Source extract:
Kankaraš
- Language: Serbian

Origin
- Meaning: "Brotherhood" (from Turkish words каn = blood, каrdash = brother)
- Region of origin: northern Montenegro

= Kankaraš =

Kankaraš (Montenegrin, Канкараш) is a Serbo-Croatian surname found mostly in Montenegro. Its bearers are either Orthodox Christian or Muslim. There is an old Kankaraš brotherhood of the Drobnjaci tribe around Golija near Nikšić (in northwestern Montenegro). A part of the Kankaraši settled Plovdiv, Bulgaria and changed their surname to Černogorski ("Montenegrin"). The Muslim Kankaraš family in Pljevlja hail from Foča, which they left following the Austro-Hungarian occupation of Bosnia and Herzegovina (1878); they are not related to the Kankaraš family in the town. The name is a nickname, derived from Turkish, meaning "large black eyebrows". At least seven individuals with the surname died in the Holocaust in Croatia.

It may refer to:

- Gorica Kankaraš, best Serbian female weightlifter 58 kg, 71 kg and 84 kg.

Requirement: Restate the Kankaraš surname text from "- Region of" to "Holocaust in Croatia.", and change "surname" to "family name" throughout.

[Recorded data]
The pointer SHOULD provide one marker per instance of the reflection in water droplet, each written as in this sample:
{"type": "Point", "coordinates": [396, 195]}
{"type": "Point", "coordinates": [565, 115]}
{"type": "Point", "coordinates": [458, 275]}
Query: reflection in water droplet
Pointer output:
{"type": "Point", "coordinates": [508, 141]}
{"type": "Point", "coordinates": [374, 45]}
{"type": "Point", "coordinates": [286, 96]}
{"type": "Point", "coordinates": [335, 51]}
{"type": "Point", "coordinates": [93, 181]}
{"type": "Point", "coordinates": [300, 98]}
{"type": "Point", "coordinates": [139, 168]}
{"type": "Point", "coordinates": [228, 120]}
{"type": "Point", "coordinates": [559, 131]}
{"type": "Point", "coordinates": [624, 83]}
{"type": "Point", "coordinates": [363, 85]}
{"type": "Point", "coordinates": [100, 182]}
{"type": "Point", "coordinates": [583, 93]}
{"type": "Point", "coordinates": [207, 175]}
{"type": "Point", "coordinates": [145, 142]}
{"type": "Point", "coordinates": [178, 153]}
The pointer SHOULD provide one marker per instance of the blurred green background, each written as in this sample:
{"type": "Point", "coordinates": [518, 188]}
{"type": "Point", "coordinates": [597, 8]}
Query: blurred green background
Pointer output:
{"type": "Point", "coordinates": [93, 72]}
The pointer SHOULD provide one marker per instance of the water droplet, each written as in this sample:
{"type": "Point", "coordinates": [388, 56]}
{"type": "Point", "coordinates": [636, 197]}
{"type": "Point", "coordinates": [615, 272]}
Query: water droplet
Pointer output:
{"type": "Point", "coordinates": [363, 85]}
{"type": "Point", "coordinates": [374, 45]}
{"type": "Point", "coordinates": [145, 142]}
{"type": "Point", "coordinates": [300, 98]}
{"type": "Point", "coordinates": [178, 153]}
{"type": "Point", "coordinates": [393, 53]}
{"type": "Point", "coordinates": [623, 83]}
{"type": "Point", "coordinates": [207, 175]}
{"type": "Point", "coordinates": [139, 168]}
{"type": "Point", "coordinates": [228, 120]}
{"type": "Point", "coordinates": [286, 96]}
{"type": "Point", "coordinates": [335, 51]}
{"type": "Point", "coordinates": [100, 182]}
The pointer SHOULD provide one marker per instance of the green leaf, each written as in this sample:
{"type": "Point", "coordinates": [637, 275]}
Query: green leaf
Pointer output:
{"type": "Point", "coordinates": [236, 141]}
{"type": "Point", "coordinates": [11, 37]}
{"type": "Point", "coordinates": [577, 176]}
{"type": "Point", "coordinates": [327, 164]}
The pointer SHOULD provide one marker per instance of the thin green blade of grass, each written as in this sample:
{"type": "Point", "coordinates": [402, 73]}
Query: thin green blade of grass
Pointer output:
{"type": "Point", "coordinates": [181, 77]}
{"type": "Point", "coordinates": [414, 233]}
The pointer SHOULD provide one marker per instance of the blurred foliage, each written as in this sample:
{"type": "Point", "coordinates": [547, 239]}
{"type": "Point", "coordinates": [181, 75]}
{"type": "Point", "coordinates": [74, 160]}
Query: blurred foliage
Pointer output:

Result below:
- Region of origin: northern Montenegro

= Kankaraš =

Kankaraš (Montenegrin, Канкараш) is a Serbo-Croatian family name found mostly in Montenegro. Its bearers are either Orthodox Christian or Muslim. There is an old Kankaraš brotherhood of the Drobnjaci tribe around Golija near Nikšić (in northwestern Montenegro). A part of the Kankaraši settled Plovdiv, Bulgaria and changed their family name to Černogorski ("Montenegrin"). The Muslim Kankaraš family in Pljevlja hail from Foča, which they left following the Austro-Hungarian occupation of Bosnia and Herzegovina (1878); they are not related to the Kankaraš family in the town. The name is a nickname, derived from Turkish, meaning "large black eyebrows". At least seven individuals with the family name died in the Holocaust in Croatia.